Northern Michigan leadership defend their choice and process

The Diocese of Northern Michigan has released a statement describing their choice of The Rev. Kevin Thew Forrester to be their next bishop and defending the process by which he was chosen. They have also released supporting letters from two bishops, the Rt. Rev.Tom Ray, retired bishop of Northern Michigan and The Rt. Rev. Rustin R. Kimsey, currently Assisting Bishop for the Diocese of Alaska.

The statement from the leadership reaffirms their faith in Kevin Thew Forrester, his leadership and pastoral skill and affirming again his deep commitment to the Christian faith.

Many of you have been hearing about our recent election and about Kevin Thew Forrester, our bishop-elect. We have known, lived, and worked with Kevin in this diocese for eight years and know him to be a person of deep faith and witness to the love of God and Jesus. His deep spiritual grounding, his extensive learning, his pastoral sensitivity, and his passion for living truthfully and authentically have enriched our diocese and provided focused guidance during the years he has been among us. We are confident that Kevin will guard and defend the faith of the Church while inviting us to ever fresh expressions of that faith.

The statement also defends the process by which he was selected saying that the objections to Forrester is also about the process the Diocese undertook.

A sense of family on the congregational, regional, and diocesan level has allowed us to love, support, encourage and call forth leadership to sustain us through the difficult times we have faced. Through the grace of God, the love of our Lord Jesus Christ, and the power of the Holy Spirit we have emerged from the deep pain of sorrow and loss at the death of our beloved bishop, Jim Kelsey, nearly 22 months ago, into the excitement and renewed commitment represented by the election of our new bishop and the creation of the Episcopal Ministry Support Team.

We have confidence in the discernment team we called, aware of their diversity, giftedness and single minded devotion to the trust we placed in them. We believe the discernment process that we have followed has been open, thorough, faithful and canonical, with a greater degree of outside scrutiny and support than most traditional search processes. We believe it to have been a Spirit-led, prayerful process. Their work has been overwhelmingly affirmed by two conventions and by the vast majority of our people.

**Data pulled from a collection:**
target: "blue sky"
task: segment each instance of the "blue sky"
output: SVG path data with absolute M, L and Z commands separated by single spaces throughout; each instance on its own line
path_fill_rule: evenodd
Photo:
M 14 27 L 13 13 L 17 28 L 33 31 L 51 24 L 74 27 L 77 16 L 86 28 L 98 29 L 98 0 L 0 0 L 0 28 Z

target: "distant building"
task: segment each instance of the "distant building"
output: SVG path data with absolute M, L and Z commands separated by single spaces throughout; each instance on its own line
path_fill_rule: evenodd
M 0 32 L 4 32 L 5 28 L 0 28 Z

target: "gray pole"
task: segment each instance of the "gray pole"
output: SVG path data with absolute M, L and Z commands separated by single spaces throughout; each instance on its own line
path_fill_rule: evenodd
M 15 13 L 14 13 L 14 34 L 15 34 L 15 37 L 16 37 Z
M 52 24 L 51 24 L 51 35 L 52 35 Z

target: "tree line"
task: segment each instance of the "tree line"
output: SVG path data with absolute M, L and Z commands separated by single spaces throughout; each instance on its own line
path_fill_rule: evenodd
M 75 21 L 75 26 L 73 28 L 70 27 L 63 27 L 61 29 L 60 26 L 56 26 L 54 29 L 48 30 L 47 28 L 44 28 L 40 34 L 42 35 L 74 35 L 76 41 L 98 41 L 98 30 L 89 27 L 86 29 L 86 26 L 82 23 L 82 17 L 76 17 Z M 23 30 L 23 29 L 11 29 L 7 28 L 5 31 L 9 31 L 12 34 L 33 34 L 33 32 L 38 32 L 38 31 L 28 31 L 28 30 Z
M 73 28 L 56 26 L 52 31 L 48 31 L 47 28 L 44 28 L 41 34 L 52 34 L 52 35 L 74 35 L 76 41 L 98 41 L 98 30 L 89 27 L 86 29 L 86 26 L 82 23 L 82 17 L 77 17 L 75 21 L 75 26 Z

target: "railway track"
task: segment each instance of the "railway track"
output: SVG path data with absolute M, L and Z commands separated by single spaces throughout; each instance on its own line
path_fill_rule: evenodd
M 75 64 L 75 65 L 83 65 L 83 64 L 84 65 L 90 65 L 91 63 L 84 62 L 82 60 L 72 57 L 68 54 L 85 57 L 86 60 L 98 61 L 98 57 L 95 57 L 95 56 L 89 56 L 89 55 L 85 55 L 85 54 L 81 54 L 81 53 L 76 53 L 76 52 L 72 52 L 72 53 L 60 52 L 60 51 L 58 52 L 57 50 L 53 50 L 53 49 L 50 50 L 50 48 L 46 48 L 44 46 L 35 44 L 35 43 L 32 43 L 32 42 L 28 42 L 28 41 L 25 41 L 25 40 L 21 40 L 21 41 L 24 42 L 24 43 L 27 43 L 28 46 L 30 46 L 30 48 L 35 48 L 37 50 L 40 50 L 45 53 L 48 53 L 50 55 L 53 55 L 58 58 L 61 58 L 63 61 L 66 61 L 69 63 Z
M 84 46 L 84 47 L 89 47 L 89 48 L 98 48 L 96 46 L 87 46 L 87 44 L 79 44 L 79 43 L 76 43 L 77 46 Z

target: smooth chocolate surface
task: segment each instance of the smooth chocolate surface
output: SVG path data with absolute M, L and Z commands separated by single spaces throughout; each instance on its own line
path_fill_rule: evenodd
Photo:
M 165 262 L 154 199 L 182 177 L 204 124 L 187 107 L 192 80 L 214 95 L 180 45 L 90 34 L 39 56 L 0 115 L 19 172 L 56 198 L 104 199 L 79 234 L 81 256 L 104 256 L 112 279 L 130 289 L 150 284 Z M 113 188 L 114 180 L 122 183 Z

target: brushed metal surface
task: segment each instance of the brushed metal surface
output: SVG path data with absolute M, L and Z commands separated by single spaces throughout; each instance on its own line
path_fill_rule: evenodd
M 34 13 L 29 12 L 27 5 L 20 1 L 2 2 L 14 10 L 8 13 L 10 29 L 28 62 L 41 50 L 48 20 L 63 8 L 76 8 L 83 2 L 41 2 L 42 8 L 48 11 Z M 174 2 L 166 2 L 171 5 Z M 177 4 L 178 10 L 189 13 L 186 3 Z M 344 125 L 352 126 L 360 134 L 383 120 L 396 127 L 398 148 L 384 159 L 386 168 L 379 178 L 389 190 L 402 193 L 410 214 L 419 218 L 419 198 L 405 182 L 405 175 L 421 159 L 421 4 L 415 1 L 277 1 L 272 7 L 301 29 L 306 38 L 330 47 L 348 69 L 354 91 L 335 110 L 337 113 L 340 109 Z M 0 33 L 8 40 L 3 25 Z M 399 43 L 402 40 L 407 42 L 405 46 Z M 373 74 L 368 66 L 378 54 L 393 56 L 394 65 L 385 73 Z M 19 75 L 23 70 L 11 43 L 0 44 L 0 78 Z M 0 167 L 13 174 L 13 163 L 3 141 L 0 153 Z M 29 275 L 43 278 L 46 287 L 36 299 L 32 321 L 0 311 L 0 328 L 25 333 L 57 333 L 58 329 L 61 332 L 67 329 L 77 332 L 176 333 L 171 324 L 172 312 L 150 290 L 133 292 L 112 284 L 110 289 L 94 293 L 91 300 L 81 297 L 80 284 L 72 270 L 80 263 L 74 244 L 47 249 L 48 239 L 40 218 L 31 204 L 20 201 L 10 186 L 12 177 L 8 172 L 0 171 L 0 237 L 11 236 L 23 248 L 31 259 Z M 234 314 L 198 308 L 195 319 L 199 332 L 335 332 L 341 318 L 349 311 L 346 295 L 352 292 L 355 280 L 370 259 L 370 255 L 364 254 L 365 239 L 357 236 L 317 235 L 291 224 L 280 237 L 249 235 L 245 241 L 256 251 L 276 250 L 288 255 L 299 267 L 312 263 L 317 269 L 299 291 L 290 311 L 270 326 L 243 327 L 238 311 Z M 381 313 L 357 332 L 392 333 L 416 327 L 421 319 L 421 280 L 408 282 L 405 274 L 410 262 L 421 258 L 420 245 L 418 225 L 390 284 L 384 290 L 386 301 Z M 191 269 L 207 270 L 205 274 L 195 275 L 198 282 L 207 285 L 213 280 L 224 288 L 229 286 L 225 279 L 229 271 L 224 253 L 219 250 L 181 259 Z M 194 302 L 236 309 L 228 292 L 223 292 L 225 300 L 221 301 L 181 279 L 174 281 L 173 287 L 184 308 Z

**Tasks to carry out:**
1: Revise the article on the Northern Michigan bishop election starting at "The statement also" and ending at "the Diocese undertook.", putting "complaints" in place of "objections".
2: In the article on the Northern Michigan bishop election, why do the diocese leaders say they have confidence in the discernment team? Answer in one to three sentences.
You won't need the records for this.

**Final results:**
1:
The statement also defends the process by which he was selected saying that the complaints to Forrester is also about the process the Diocese undertook.

2: They say they trust the discernment team because they know its diversity and giftedness. They also point to its single-minded devotion to the trust they placed in it.